Saint John of God (1495-1550) was, like St. Camillus, an unlikely candidate for sainthood. Portuguese by birth, he fought in the French/Spanish wars, and later against the Turks in Hungary. However, it wasn’t until he was forty that he decided to amend his life and became a peddler of religious pictures. And it wasn’t until he was forty-three that he heard St. John of Avila, the great preacher, in Granada. Upon hearing the noted homilist, St. John of God “beat his breast, imploring mercy. Then, as though demented, he ran about the streets, tearing his hair and behaving so wildly that he was pelted with sticks and stones.” Eventually he was placed in an asylum, whence John of Avila procured his release and suggested the idea of working with the sick and the poor. John of God seized on this idea and threw himself into the work as frantically as he had formerly behaved in remorse for his sins—that is, fully and completely. Though totally untrained in medicine, and having no plan to found a religious order, St. John of God wound up the father of the Brothers Hospitallers, whose order wasn’t recognized until six years after his death. His feast day is March 8.

------------------------------------------------

— ACTIVITIES —
#1 According to the passage on Saint John of God, how old was he when he heard St. John of Avila preach in Granada?
#2 Extend the passage on Saint John of God beyond its final sentence.

------------------------------------------------

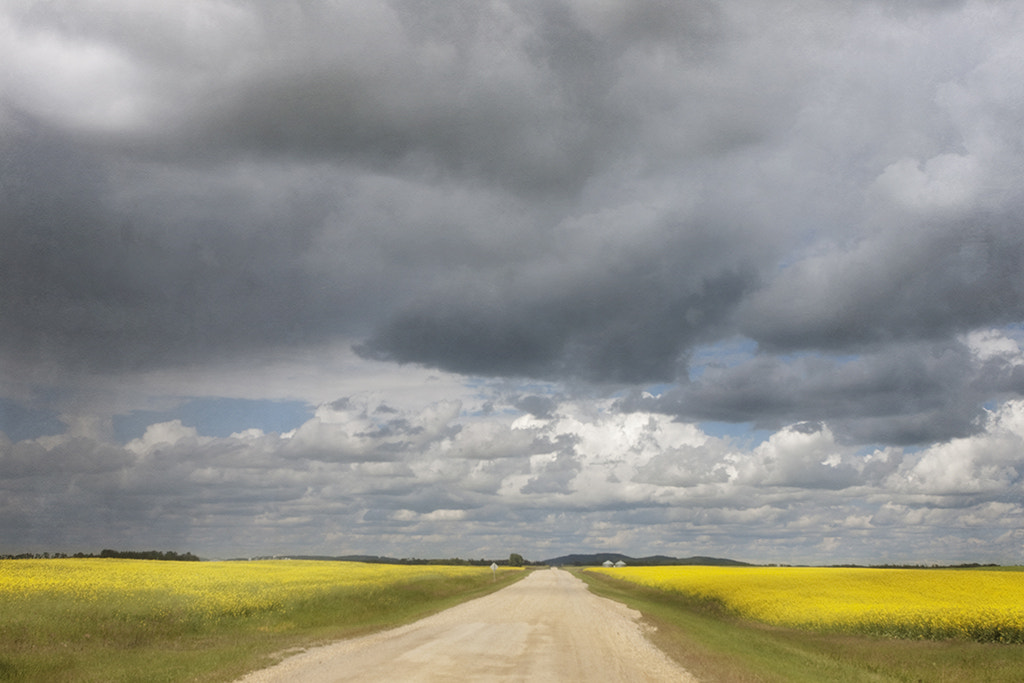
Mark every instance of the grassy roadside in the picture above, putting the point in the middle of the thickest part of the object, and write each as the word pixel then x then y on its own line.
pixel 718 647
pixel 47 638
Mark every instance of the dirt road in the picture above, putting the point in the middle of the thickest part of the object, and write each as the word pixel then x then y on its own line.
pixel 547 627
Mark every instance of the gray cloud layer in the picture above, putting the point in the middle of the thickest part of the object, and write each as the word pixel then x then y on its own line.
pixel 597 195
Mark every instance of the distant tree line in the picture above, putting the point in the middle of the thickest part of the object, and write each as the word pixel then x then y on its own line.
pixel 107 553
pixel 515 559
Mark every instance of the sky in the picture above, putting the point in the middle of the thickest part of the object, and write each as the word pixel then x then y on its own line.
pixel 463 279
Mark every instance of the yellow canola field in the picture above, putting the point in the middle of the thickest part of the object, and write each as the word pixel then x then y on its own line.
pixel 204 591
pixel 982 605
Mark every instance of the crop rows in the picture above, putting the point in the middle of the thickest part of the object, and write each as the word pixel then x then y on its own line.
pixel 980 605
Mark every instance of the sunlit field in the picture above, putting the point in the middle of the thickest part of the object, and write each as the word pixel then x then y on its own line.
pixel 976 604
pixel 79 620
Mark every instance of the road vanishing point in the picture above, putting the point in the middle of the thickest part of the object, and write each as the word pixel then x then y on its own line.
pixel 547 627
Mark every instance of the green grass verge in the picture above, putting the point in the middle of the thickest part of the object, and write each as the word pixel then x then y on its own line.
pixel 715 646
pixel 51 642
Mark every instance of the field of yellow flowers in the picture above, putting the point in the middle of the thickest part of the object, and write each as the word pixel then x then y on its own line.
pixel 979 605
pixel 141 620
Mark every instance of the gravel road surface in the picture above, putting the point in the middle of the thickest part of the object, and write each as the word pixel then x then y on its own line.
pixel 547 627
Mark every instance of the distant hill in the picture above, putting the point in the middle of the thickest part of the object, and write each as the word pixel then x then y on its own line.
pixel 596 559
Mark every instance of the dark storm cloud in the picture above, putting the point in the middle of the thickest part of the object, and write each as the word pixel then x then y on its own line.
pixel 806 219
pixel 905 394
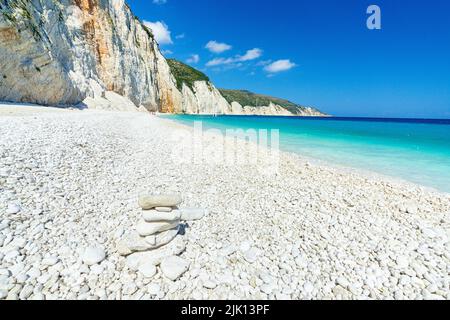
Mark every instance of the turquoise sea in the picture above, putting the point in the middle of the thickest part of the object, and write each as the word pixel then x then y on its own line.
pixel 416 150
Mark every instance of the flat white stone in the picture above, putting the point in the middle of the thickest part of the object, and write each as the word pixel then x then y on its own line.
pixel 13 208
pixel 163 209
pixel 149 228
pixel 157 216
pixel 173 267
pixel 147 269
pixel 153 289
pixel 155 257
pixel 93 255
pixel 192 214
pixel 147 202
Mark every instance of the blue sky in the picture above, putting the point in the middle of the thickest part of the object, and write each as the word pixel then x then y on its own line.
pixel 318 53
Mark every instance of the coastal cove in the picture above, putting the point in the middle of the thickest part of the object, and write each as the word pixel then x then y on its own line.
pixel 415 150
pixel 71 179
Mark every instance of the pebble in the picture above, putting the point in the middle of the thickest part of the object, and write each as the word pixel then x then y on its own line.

------------------------------------------------

— ANSWERS BELOW —
#1 Forty-three.

#2
Saint Martin de Porres (1579-1639) was a Dominican lay brother of mixed-race descent in Lima, Peru. One of his first assignments (which wound up being a permanent one) was to work in the infirmary—a job for which he felt ill-equipped, as his only medical training had been as an apprentice to a barber/surgeon at the age of twelve. However, St. Martin had miracles in spades on his side, and what he lacked in formal education he more than made up for by his constant care of the sick, in and out of the infirmary. Indeed, he took to the streets of Lima, and according to Butler’s Lives of the Saints, “established an orphanage and a foundling hospital with other charitable institutions attached.” And his charity extended beyond that of his human brethren, as he kept a home for dogs and cats at his sister’s residence, and even showed affection for mice and rats. St. Martin was a contemporary of his fellow Peruvian, St. Rose of Lima. His feast day is November 3.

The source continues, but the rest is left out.